:: Kutipan Terpilih
Kamis 25 Jumadits Tsani 1446 - 26 Desember 2024
Indonesian

Membaca Al-Quran Saat Haid

Pertanyaan

Apakah boleh bagi wanita yang sedang haid membaca Al-Quran?

Teks Jawaban

Alhamdulillah.

Masalah ini termasuk masalah yang diperdebatkan para ulama.

Jumhur ulama berpendapat diharamkan membaca Al-Quran bagi wanita haid sebelum dia suci. Tidak dikecualikan hal tersebut kecual bacaan yang dibaca dengan tujuan berzikir dan berdoa, tidak ditujukan membaca Al-Quran. Seperti bacaaan bismillahrrahmaanirrahim, inna lillah wa inna ilaihi raajiun, rabbanaa aatina fiddunya hasanah… dst. Sebagaimana zikir dan doa lainnya yang terdapat dalam Al-Quran. Pendapat mereka yang melarang hal tersebut dilandasi dengan beberapa dalil;

1-      Hukum wanita haid sama dengan hukum orang yang junub, karena keduanya diwajibkan mandi janabah. Sementara terdapat riwayat shahih dari Ali bin Abi Thalib radhiallahu anhu, 

"Sesungguhnya Rasulullah shallallahu alaihi wa sallam mengajarkan mereka Al-Quran, tidak ada yang menghalanginya dari Al-Quran selain janabah."
::::
:: Cuplikan Catatan
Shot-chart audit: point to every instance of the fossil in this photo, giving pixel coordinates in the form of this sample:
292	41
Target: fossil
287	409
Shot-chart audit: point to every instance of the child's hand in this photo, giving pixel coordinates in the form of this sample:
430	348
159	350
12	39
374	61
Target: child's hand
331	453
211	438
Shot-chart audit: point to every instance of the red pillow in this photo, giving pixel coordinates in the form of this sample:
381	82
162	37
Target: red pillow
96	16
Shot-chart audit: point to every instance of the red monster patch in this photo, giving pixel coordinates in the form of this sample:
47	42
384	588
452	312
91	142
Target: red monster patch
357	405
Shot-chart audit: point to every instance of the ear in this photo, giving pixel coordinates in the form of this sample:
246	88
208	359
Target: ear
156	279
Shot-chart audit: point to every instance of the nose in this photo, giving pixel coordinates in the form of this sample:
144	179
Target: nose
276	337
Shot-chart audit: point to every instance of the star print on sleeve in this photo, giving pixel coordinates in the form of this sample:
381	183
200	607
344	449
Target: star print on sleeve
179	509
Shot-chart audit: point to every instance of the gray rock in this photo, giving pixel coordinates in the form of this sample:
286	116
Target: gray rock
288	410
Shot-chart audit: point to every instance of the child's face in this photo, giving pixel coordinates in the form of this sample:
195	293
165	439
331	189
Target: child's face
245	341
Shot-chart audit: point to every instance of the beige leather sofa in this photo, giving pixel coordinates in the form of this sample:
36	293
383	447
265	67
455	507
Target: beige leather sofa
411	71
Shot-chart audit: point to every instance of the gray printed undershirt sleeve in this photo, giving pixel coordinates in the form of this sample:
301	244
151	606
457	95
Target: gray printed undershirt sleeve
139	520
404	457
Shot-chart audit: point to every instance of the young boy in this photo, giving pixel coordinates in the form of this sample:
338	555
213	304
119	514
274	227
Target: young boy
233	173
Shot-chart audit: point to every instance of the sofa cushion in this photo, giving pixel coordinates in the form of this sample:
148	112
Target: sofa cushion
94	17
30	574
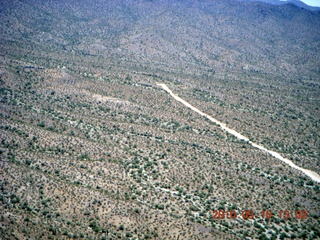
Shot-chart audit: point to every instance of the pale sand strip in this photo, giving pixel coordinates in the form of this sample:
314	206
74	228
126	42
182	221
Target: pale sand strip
313	175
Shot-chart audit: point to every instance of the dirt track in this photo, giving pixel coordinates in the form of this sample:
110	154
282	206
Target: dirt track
313	175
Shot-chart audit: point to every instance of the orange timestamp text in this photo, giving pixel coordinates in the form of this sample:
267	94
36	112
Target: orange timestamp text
266	214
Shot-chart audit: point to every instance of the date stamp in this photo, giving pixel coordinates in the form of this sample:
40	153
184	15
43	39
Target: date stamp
265	214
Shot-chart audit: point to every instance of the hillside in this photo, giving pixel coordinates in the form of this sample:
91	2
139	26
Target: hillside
91	146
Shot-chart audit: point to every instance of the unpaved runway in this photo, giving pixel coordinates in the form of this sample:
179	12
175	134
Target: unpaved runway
313	175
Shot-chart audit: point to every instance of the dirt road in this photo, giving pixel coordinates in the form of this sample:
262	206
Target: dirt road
313	175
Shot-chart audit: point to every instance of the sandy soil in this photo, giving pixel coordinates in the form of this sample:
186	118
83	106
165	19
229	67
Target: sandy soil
313	175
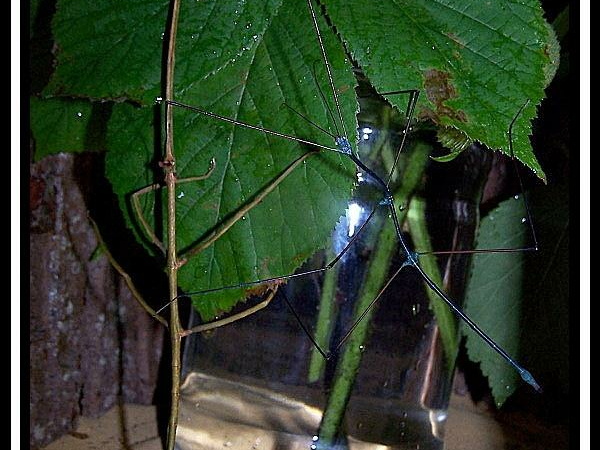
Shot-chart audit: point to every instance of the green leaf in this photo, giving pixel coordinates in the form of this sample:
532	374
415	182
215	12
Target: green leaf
495	294
277	68
476	63
62	125
108	49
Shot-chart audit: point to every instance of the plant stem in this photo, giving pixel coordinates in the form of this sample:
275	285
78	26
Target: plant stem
172	260
444	317
376	272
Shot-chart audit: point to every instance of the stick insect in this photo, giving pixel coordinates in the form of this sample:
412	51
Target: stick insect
341	158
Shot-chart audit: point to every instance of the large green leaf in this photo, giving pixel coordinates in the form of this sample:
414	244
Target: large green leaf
509	293
108	49
60	125
277	66
495	293
475	62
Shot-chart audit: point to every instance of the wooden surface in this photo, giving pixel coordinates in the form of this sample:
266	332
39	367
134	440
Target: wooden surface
469	427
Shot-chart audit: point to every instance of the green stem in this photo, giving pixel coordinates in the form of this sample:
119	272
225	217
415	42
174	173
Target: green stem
325	322
172	260
376	272
445	320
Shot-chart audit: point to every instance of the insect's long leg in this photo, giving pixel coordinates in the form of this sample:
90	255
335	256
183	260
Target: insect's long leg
327	66
227	320
325	102
525	375
250	126
512	156
412	260
530	248
309	121
410	110
250	284
137	207
239	213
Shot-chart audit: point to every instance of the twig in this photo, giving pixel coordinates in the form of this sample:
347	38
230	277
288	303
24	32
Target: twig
172	262
125	275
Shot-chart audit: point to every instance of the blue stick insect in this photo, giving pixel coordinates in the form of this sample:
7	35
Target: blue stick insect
342	157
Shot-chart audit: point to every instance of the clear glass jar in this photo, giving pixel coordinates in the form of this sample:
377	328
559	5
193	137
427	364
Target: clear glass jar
260	383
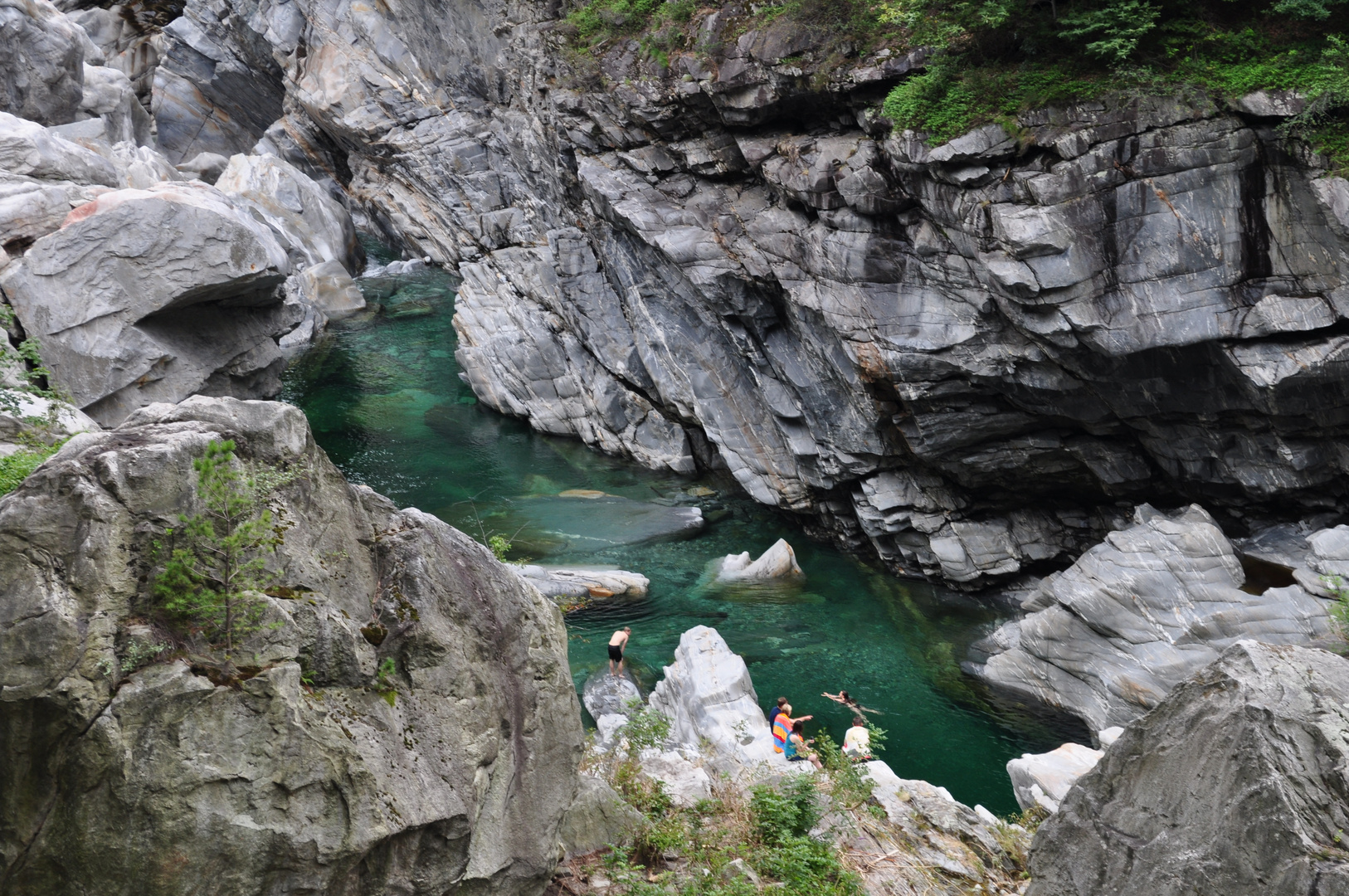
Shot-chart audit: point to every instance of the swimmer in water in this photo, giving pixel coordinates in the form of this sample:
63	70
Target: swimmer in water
::::
▸ **Daftar Tugas**:
**1.** Terjemahkan ke dalam bahasa Inggris kalimat "Masalah ini termasuk masalah yang diperdebatkan para ulama." dari teks tentang membaca Al-Quran saat haid.
**2.** Lanjutkan teks tentang membaca Al-Quran saat haid, dimulai sesudah kalimat terakhirnya.

▸ **Kunci Jawaban**:
**1.** This issue is one of the issues debated among scholars.

**2.**
(HR. Abu Daud, 1/281, Tirmizi, no. 146, Nasai, no. 1/144, Ibnu Majah, no. 1/207, Ahmad, 1/84, Ibnu Khuzaimah, 1/104. Tirmizi berkata, "Haditsnya hasan shahih, Al-Hafiz Ibnu Hajar berkata, "Yang benar bahwa hadits ini termasuh hadits hasan dan layak menjadi hujjah/dalil." 

2. Apa yang diriwayatkan dari hadits Ibnu Umar radhiallahu anhuma, sesungguhnya Nabi shallallahu alaihi wa sallam, bersabda,

لا تقرأ الحائض ولا الجنب شيئاً من القرآن رواه الترمذي، رقم 131)وابن ماجه، رقم 595 والدارقطني 1/117 والبيهقي، 1/89)

"Hendaknya wanita haid dan orang yang junub tidak membaca Al-Quran sedikitpun." (HR. Tirmizi, no. 121, Ibnu Majah, no. 595, Daruquthni, 1/117 dan Baihaqi, 1/89) 

Ini merupakan hadits lemah, karena berasal dari riwayat Ismail bin Ayasy dari orang-orang Hijaz. Riwayat dia dari mereka dianggap lemah. Syaikhul Islam Ibnu Taimiyah (21/460) berkata, 'Ini merupakan hadits lemah berdasarkan kesepakatan para pakar hadits." (Lihat Nashburroyah, 1/195 dan Talkhis Habir, 1/183)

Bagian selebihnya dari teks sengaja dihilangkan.